▶ _Selected extract_:
──────────

For a long time the popular thought was that crowds were stupid. When you gathered a group of people together they became a mob and began to think as one, a phenomenon commonly called ‘mob mentality’. The more people there is, the dumber they become. Everyone’s individual ideas are squashed into one big idea that everyone consents to, meaning the end result is a mainstream idea.

This all changed with a book by James Surowiecki called ‘The Wisdom Of Crowds’. In it he revolutionised the idea of crowds and showed that they could in fact be smart. A bunch of individuals could in fact produce new, creative and innovative ideas, if the ideas were not ‘averaged out’, but instead nurtured.
...To Collective Mayhem
But this new train of thought was widely adopted and the collective intelligence trend boomed.
“I think a lot of people kind of went too far in the other direction, in saying, 'Wow, it's wonderful if we just let everyone participate on the web like in Wikipedia, everything will turn out great.', says Professor Thomas Malone, the Director of the Centre for Collective Intelligence at the Massachusetts Institute of Technology.

──────────

▶ _Source data_:
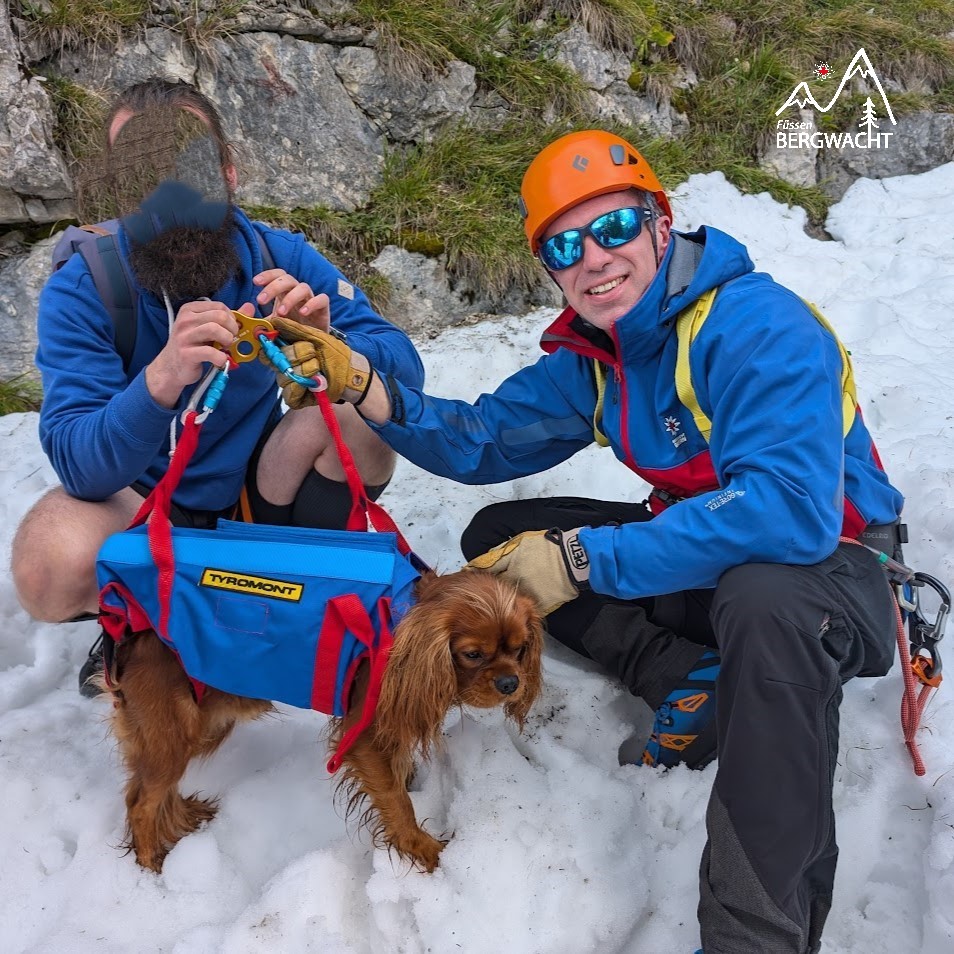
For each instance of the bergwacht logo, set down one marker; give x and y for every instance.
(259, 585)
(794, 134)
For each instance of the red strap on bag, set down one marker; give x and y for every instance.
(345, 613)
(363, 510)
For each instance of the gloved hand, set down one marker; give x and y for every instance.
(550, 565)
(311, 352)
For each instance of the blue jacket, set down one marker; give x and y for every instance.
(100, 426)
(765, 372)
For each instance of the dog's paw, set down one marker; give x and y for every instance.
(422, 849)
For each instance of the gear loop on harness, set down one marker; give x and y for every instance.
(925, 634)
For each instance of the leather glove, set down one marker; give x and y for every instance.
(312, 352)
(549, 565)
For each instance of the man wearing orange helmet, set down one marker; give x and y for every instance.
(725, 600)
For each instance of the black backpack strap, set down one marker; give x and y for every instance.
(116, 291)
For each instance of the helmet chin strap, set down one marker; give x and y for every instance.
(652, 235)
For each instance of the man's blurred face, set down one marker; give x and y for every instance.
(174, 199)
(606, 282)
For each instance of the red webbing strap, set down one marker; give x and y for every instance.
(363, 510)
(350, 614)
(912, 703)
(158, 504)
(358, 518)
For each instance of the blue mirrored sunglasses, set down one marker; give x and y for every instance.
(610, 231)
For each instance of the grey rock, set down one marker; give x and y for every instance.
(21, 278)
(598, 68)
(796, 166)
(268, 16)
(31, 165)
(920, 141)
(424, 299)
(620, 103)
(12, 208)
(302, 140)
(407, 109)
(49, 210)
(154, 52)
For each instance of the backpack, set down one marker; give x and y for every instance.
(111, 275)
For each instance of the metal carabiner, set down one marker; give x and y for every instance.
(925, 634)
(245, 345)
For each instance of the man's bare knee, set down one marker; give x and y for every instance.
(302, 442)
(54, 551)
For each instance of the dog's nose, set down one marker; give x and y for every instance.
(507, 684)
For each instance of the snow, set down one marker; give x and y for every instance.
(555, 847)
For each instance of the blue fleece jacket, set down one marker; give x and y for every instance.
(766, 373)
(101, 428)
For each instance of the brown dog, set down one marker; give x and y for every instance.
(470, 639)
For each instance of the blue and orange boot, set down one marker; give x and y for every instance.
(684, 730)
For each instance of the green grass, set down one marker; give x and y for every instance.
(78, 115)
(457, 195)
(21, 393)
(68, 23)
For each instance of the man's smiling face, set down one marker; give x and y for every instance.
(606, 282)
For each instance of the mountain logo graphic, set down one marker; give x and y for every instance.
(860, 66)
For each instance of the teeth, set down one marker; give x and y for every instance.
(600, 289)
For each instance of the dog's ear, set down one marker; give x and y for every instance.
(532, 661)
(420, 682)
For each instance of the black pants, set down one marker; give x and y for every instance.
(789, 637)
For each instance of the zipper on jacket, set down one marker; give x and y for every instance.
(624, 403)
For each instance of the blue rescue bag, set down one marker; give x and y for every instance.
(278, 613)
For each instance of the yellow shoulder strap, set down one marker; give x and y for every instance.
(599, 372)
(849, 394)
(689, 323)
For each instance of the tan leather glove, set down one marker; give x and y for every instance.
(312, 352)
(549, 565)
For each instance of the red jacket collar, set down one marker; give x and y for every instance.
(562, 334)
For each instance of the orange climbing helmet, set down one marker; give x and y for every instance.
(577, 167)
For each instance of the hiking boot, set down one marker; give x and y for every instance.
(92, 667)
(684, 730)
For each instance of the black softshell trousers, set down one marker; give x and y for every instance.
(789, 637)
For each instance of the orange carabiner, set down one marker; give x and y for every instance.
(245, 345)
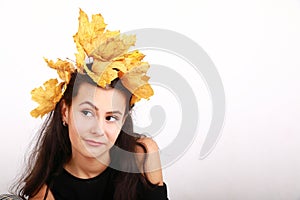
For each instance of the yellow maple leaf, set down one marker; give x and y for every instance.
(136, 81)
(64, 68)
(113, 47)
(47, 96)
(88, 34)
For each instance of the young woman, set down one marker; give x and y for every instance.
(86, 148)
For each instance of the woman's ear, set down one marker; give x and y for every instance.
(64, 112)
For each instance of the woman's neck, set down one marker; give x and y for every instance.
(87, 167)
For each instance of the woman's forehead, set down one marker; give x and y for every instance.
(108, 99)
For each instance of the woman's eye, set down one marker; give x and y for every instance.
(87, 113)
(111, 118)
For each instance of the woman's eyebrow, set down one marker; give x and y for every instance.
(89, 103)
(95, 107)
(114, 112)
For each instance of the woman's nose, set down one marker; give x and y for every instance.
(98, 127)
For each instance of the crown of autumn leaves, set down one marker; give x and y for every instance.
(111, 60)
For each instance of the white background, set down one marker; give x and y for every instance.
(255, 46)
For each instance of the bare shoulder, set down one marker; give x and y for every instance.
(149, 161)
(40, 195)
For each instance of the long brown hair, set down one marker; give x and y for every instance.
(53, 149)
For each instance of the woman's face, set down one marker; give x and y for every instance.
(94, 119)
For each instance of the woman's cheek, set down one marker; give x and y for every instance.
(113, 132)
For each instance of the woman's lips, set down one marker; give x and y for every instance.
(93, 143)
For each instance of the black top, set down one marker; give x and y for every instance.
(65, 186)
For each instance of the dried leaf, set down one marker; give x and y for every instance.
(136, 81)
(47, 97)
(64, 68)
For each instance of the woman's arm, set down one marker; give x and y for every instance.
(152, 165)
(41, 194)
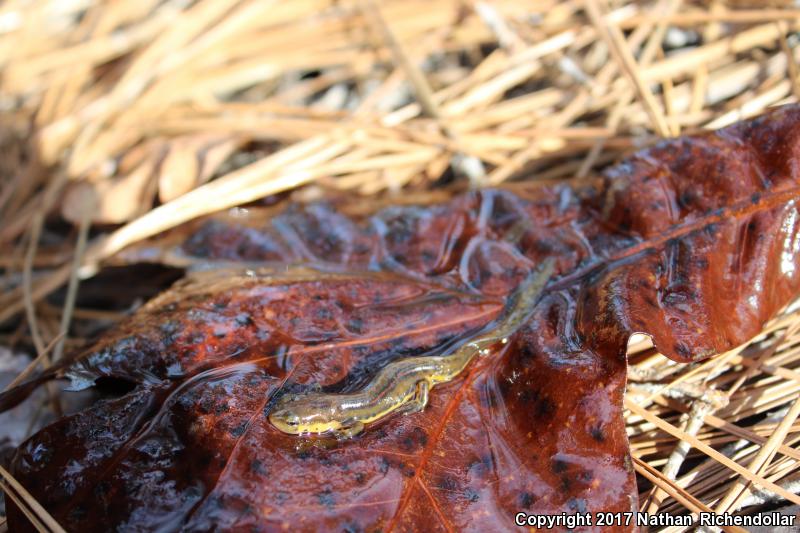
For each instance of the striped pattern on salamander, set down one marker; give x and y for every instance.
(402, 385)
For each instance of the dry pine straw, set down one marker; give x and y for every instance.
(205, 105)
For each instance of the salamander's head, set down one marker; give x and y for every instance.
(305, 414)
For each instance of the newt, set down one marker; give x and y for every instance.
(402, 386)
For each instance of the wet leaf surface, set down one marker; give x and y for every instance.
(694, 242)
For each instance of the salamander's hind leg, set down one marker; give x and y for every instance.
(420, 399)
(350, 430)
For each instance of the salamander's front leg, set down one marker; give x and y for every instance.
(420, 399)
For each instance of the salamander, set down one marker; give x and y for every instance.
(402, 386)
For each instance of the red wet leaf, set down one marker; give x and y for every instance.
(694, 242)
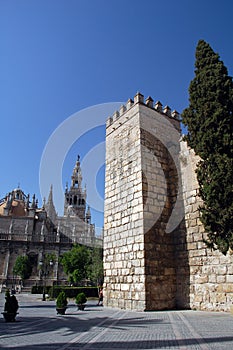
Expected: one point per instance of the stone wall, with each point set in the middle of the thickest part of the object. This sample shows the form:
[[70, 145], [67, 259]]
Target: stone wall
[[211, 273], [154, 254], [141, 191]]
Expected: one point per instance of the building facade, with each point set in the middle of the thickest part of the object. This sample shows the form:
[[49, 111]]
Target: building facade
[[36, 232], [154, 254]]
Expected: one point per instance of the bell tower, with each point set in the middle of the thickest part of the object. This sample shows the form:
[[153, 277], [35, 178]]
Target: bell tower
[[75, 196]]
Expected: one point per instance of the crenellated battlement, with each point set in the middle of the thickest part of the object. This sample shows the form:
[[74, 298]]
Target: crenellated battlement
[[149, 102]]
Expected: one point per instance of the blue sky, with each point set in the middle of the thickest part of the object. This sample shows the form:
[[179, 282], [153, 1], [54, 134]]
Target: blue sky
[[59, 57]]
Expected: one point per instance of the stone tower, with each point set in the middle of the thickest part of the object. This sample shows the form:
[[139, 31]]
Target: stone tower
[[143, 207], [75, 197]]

──────────

▶ _Task to carry out_: Reproduce the passage on crowd wisdom between "For a long time" and "a mainstream idea.", inclusive. The lines have nothing to do with the passage on crowd wisdom.

▶ _Exercise output_:
For a long time the popular thought was that crowds were stupid. When you gathered a group of people together they became a mob and began to think as one, a phenomenon commonly called ‘mob mentality’. The more people there is, the dumber they become. Everyone’s individual ideas are squashed into one big idea that everyone consents to, meaning the end result is a mainstream idea.